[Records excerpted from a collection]
»»
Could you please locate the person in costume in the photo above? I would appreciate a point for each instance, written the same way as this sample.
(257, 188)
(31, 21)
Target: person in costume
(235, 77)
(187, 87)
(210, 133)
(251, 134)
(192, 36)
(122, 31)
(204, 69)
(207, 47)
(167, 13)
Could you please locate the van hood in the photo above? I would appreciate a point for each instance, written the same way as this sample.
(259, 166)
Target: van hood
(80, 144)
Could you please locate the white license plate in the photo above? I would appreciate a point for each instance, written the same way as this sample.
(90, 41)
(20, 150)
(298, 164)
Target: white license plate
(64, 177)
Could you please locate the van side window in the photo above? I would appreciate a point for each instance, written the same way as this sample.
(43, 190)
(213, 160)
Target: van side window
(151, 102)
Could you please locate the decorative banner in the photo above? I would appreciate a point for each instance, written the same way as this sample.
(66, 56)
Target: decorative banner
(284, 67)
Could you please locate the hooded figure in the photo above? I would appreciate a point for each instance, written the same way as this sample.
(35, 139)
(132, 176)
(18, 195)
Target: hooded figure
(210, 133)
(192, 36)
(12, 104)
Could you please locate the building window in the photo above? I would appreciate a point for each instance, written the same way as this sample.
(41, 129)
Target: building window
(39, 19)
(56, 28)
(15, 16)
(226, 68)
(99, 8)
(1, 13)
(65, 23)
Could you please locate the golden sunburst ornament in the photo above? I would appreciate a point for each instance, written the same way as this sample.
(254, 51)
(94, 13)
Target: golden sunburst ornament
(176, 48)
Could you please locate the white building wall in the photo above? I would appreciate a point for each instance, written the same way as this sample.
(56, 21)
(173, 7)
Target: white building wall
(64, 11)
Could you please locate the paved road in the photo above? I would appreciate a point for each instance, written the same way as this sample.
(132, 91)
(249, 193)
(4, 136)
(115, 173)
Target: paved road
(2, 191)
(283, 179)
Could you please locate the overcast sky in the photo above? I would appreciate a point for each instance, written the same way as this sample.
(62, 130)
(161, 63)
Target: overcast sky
««
◆ **EXERCISE BRIEF**: Every line above that holds the word "overcast" should be copied out.

◆ **FINAL ANSWER**:
Could you please locate the overcast sky in the photo above? I would appreciate a point for each instance, written the same way as this sample.
Target: overcast sky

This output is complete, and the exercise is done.